Given information Start Marker

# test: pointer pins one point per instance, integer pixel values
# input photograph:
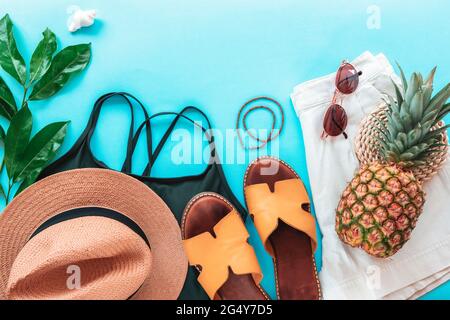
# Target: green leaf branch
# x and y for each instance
(49, 71)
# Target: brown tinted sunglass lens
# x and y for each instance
(347, 79)
(335, 121)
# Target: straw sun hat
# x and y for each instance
(90, 234)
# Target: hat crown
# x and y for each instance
(89, 257)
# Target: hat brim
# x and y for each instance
(106, 189)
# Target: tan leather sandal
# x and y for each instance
(280, 208)
(215, 241)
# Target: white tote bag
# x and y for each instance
(349, 273)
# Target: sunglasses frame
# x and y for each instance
(337, 93)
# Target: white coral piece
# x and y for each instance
(80, 18)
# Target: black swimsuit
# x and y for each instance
(176, 192)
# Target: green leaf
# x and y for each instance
(17, 138)
(10, 58)
(8, 107)
(444, 111)
(440, 98)
(65, 64)
(417, 107)
(413, 88)
(430, 78)
(2, 134)
(42, 56)
(2, 192)
(25, 184)
(41, 149)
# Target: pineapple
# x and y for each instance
(380, 207)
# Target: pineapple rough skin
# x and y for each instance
(379, 209)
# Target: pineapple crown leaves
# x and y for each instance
(410, 134)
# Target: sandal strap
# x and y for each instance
(284, 204)
(228, 249)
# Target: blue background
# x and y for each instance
(216, 55)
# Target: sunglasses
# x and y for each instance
(335, 120)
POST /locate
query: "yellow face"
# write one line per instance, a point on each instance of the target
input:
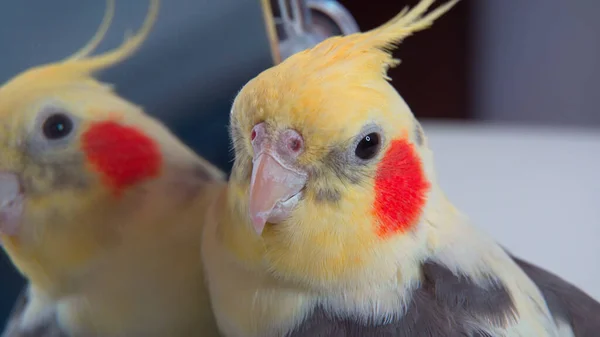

Given information End Marker

▶ [Exercise directions]:
From the records above, print exactly the lines that run from the line with "# Target: green leaf branch" to the line with "# write one", inclusive.

▶ [Output for this task]:
# Target: green leaf branch
# x and y for each instance
(49, 71)
# Target: brown tinted sunglass lens
# x and y for each instance
(347, 79)
(335, 121)
# Target: straw sun hat
# x and y for each instance
(90, 234)
# Target: hat crown
# x and y for each instance
(89, 257)
# Target: hat brim
# x and y for each instance
(106, 189)
# Target: tan leather sandal
# x and y for each instance
(280, 208)
(215, 241)
# Target: white tote bag
# x and y for each instance
(349, 273)
# Target: sunglasses frame
# x and y for each instance
(337, 93)
# Target: white coral piece
# x and y for each instance
(80, 18)
# Target: black swimsuit
# x and y for each instance
(176, 192)
# Target: green leaf
# x and y for each instance
(17, 138)
(10, 58)
(8, 107)
(444, 111)
(440, 98)
(65, 64)
(417, 107)
(413, 88)
(430, 78)
(2, 134)
(42, 56)
(2, 192)
(25, 184)
(41, 149)
# Target: pineapple
# x and y for each instance
(380, 207)
# Target: pineapple rough skin
# x and y for each instance
(379, 209)
# Target: pineapple crown leaves
# x and y for each instance
(410, 134)
# Target: sandal strap
# x and y for each instance
(284, 204)
(228, 249)
# Target: blue background
# x and y for each instance
(216, 55)
# Target: sunglasses
# x and y for each instance
(335, 120)
POST /locate
query: "yellow face"
# write one line per instance, a point on each instance of the target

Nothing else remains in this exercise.